REQUIRED ACTION :: With the line containing "Mark the dark blue necktie with a point." as the start and the line containing "Mark the bag strap with a point." as the end, transcribe that span of the entries below exactly, including both.
-- Opening Marker --
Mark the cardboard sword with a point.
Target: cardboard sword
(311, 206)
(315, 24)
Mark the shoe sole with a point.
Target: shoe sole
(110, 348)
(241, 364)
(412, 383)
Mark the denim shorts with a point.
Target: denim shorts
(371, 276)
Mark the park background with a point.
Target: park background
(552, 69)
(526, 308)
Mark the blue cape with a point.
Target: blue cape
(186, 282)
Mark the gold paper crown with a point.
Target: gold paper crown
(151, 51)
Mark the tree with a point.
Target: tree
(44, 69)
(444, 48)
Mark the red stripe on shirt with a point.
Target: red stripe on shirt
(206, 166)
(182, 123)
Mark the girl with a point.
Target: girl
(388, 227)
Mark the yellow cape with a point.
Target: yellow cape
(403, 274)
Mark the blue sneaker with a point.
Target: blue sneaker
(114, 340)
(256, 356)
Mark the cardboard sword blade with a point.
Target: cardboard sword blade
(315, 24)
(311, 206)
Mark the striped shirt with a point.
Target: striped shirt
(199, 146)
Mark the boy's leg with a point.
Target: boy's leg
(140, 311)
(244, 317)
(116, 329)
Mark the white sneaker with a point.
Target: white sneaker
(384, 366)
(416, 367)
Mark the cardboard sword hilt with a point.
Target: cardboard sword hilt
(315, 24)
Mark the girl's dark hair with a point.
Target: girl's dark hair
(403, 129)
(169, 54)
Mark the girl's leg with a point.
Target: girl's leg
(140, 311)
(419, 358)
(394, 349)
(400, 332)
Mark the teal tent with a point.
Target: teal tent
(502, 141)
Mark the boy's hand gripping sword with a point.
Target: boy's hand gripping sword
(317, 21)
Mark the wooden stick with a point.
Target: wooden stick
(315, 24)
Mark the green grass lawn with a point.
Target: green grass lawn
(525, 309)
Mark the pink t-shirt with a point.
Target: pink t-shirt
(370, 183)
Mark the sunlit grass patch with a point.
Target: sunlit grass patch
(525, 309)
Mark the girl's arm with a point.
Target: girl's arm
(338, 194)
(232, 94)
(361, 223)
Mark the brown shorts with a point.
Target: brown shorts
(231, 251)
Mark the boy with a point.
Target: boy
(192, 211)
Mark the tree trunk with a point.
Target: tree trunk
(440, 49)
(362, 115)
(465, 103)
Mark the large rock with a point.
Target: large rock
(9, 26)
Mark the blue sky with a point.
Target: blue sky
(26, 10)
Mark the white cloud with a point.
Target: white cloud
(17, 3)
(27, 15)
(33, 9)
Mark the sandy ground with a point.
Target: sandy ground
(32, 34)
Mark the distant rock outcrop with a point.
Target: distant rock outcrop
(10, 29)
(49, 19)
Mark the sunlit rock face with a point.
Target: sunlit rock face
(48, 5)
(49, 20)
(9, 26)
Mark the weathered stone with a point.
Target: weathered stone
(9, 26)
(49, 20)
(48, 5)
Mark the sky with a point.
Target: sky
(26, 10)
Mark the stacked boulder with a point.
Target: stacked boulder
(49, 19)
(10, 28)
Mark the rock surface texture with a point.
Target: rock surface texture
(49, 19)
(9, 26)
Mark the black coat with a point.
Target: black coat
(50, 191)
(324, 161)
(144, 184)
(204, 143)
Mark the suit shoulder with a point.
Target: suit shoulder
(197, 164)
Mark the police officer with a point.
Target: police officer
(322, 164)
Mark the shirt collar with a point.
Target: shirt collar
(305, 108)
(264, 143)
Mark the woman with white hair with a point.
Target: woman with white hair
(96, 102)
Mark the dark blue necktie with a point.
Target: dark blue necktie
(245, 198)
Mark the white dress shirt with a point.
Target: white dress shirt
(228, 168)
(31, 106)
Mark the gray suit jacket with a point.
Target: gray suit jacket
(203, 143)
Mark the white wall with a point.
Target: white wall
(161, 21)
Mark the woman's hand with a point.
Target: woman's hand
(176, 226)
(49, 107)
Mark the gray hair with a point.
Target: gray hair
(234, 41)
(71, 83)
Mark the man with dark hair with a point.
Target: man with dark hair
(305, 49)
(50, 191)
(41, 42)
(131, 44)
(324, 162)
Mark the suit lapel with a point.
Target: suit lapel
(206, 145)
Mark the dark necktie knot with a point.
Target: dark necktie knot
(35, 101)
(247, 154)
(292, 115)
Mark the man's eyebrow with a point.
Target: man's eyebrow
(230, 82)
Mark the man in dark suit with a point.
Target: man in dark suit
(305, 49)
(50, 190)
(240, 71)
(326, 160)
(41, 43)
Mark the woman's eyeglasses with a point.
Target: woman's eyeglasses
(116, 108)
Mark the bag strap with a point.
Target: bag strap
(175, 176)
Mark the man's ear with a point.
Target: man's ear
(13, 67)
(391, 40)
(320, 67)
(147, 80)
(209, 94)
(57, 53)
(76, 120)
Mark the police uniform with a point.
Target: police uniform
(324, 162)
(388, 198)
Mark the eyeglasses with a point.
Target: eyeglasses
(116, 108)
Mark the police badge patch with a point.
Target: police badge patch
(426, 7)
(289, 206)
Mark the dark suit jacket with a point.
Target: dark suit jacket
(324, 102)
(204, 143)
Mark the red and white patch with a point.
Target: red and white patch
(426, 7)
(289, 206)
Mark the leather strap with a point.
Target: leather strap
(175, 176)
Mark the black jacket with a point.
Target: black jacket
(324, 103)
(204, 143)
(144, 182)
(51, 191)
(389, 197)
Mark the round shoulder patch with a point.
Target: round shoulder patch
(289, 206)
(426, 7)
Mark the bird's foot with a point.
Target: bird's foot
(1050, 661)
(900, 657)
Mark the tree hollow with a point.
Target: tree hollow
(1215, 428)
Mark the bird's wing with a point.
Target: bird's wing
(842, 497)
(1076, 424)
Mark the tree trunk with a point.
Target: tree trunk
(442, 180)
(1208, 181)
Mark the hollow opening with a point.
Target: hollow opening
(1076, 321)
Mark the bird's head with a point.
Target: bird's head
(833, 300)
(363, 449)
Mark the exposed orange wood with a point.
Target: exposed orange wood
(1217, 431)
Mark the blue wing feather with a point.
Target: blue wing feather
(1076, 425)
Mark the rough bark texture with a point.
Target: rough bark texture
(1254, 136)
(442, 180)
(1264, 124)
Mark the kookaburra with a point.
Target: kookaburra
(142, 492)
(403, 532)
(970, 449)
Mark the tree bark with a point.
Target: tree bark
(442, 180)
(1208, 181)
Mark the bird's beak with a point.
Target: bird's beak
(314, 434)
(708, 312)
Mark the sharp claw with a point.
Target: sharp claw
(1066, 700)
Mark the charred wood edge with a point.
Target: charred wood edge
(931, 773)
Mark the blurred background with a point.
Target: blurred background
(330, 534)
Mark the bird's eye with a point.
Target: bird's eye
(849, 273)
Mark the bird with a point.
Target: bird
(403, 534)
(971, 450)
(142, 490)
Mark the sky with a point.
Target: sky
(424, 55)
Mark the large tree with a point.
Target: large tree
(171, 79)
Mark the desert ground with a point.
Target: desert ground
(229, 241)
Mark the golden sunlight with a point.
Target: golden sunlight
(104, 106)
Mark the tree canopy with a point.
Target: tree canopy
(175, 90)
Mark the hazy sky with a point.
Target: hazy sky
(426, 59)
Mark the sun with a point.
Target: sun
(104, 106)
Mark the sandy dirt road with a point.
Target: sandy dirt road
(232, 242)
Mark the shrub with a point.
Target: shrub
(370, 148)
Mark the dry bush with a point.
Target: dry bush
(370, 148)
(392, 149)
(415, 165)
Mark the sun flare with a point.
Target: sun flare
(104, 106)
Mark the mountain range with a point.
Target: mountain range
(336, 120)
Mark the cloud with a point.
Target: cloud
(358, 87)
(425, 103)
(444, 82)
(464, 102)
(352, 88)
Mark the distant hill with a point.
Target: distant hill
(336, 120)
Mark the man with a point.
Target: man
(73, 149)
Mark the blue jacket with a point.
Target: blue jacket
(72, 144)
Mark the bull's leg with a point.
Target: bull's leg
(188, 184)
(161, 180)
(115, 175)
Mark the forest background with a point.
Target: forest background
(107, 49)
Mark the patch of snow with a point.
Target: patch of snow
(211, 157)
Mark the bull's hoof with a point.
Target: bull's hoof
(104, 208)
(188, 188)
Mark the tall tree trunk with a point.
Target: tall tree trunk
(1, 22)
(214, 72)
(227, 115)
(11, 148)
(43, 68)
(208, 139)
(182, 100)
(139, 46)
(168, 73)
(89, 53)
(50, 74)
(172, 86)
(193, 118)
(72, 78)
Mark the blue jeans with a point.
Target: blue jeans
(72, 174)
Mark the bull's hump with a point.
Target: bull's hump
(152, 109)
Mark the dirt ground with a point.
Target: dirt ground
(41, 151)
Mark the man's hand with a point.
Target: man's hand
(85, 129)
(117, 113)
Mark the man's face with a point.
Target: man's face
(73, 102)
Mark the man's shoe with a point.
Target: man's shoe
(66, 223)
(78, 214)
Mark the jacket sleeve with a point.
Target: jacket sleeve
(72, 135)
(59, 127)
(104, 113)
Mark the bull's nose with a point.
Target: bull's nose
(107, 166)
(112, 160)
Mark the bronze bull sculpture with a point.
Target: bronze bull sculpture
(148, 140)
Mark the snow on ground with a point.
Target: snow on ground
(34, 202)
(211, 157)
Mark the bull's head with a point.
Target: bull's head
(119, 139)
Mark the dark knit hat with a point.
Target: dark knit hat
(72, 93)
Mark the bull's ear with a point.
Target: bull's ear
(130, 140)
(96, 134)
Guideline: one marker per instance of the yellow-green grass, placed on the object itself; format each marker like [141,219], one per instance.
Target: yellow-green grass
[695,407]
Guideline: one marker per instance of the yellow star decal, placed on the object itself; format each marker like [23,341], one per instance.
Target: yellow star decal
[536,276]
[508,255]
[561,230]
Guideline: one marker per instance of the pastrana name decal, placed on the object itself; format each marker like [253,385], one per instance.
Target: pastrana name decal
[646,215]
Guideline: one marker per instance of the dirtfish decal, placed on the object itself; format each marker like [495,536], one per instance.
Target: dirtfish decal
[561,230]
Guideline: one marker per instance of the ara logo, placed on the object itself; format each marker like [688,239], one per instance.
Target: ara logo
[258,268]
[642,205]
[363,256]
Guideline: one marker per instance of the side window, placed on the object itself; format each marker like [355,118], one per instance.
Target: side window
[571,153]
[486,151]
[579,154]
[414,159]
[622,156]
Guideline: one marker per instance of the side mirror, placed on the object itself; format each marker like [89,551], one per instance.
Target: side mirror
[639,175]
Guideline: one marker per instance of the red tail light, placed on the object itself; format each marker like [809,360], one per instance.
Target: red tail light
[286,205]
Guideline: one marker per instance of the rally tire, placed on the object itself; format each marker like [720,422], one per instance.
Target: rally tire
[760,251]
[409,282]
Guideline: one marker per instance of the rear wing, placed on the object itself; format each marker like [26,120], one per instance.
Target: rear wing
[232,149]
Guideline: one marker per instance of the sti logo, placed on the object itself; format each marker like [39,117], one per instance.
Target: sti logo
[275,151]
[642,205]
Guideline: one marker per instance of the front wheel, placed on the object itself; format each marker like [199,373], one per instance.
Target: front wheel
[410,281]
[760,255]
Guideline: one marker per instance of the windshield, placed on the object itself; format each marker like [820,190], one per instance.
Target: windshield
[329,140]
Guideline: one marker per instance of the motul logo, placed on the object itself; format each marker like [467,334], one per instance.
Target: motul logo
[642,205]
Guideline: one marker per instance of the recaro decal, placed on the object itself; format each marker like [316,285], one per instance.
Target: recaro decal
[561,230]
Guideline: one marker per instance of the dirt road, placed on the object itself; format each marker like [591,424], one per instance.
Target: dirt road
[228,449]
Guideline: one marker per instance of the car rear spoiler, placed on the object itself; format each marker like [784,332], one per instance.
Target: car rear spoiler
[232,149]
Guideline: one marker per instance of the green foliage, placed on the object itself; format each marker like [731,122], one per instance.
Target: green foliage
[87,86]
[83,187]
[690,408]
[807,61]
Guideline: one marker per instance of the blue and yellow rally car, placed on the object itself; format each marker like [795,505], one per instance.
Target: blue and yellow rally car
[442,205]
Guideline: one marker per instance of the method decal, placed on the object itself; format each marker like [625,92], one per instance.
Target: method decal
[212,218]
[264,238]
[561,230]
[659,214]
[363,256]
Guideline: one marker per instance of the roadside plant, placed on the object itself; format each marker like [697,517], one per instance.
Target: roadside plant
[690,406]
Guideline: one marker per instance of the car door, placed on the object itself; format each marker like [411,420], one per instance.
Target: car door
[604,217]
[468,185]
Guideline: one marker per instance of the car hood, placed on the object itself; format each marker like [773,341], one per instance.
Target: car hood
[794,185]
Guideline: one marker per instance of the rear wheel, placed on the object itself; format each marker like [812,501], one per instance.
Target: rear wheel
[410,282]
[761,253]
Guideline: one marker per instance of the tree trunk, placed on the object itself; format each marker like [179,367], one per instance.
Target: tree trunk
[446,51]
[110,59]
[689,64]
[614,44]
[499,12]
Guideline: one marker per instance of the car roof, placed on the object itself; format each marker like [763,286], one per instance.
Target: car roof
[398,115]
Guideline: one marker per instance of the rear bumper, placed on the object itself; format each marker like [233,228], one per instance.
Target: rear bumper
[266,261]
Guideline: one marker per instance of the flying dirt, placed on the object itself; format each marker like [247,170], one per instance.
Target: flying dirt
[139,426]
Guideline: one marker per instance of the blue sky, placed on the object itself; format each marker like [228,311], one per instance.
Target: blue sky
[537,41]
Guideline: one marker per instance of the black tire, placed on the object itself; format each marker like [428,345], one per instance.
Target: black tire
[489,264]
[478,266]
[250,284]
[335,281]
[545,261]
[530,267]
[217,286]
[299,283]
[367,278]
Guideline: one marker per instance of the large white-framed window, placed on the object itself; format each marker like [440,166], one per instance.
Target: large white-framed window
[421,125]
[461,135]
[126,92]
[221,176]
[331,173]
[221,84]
-- Closing Marker --
RESULT OF THE TASK ::
Mark the dark blue necktie with a point.
Target: dark blue necktie
(245, 198)
Mark the white dress shirt with a point.
Target: white dress shirt
(228, 168)
(31, 106)
Mark the gray suit jacket with a point.
Target: gray suit jacket
(203, 143)
Mark the white wall with a point.
Target: white wall
(161, 21)
Mark the woman's hand with a point.
Target: woman's hand
(176, 226)
(49, 107)
Mark the gray hair with a point.
Target: gray hair
(234, 41)
(71, 83)
Mark the man with dark hair with a point.
Target: man with dark hair
(305, 49)
(50, 191)
(41, 42)
(131, 44)
(324, 162)
Mark the suit lapel with a point.
Target: suit lapel
(206, 145)
Mark the dark necktie knot with a point.
Target: dark necktie knot
(35, 101)
(247, 154)
(292, 115)
Mark the man's eyebrow with a point.
Target: man's eyebrow
(230, 82)
Mark the man in dark suit with a point.
Target: man in dark suit
(305, 49)
(50, 190)
(240, 71)
(326, 160)
(41, 43)
Mark the woman's eyeglasses with a point.
Target: woman's eyeglasses
(116, 108)
Mark the bag strap with a point.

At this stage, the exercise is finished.